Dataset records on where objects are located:
— Start —
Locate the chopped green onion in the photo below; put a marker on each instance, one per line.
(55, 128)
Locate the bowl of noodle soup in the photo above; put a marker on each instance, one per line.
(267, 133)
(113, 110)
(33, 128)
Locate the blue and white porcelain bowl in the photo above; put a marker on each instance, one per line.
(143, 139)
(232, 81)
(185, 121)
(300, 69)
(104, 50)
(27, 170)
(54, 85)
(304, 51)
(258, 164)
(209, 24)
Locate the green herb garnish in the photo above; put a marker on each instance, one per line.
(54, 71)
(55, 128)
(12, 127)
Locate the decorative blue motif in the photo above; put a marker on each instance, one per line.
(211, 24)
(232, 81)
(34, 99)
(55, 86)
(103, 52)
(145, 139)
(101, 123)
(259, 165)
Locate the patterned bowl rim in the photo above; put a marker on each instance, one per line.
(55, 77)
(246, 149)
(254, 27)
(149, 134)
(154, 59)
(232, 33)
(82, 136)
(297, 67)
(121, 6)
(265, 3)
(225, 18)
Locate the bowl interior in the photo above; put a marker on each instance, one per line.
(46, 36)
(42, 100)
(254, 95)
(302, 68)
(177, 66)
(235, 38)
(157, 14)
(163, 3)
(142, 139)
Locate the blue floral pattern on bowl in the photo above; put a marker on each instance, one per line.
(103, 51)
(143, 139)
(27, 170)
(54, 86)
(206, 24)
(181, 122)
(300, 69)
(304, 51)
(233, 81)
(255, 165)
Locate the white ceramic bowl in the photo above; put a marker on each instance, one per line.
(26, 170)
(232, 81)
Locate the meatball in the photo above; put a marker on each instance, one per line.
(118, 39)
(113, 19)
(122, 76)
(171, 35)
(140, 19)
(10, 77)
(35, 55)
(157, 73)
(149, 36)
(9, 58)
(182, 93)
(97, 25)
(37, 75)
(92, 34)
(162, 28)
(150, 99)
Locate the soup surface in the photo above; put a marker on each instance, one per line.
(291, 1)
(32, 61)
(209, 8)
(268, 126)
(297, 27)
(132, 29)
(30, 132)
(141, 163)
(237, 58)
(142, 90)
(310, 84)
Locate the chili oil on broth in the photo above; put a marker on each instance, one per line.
— End —
#### [GOAL]
Retype every line above word for word.

#### [SOLUTION TO THE PROBLEM]
Locate the chopped green onion in the photo below; put a marker on each instance, one per line.
(55, 128)
Locate the bowl of noodle soup in the photo above; put a marker on each instance, one per line.
(267, 133)
(113, 110)
(33, 128)
Locate the blue and white porcelain bowl in the photo above; put a marker on each instance, one per line.
(143, 139)
(232, 81)
(185, 121)
(300, 69)
(104, 50)
(27, 170)
(54, 85)
(304, 51)
(258, 164)
(209, 24)
Locate the green herb garnish in the photo above; put a marker on each instance, one per line.
(54, 71)
(55, 128)
(12, 127)
Locate the decorative blue motif in the photo above; put a marker on each instance, one per line.
(211, 24)
(232, 81)
(34, 99)
(55, 86)
(103, 52)
(145, 139)
(101, 123)
(259, 165)
Locate the patterned bowl rim in the photo above; put a marker on each instance, one per line.
(55, 77)
(246, 149)
(254, 27)
(149, 134)
(154, 59)
(232, 33)
(82, 136)
(297, 67)
(121, 6)
(265, 3)
(225, 18)
Locate the bowl interior in the photo above; put a marker on each instance, one per line.
(46, 36)
(42, 100)
(254, 95)
(302, 68)
(177, 66)
(235, 38)
(157, 14)
(163, 3)
(142, 139)
Locate the blue floral pattern on bowl in the photo above; put a marker on each instance, one per line.
(103, 51)
(143, 139)
(27, 170)
(54, 86)
(206, 24)
(181, 122)
(300, 69)
(304, 51)
(233, 81)
(255, 165)
Locate the white ceramic bowl in the photo above; put a marker on each instance, one per line.
(26, 170)
(232, 81)
Locate the meatball in the photo above; put a marker on each instance, one per line.
(118, 39)
(113, 19)
(122, 76)
(171, 35)
(140, 19)
(10, 77)
(35, 55)
(157, 73)
(149, 36)
(9, 58)
(182, 93)
(97, 25)
(37, 75)
(92, 34)
(162, 28)
(150, 99)
Locate the soup surface in the photo above; put a marker on each instance, one per line.
(291, 1)
(32, 61)
(209, 8)
(268, 126)
(297, 27)
(132, 29)
(30, 132)
(141, 163)
(237, 58)
(142, 90)
(310, 84)
Locate the chili oil on broth in the photo above; put a marker on each instance, one per line.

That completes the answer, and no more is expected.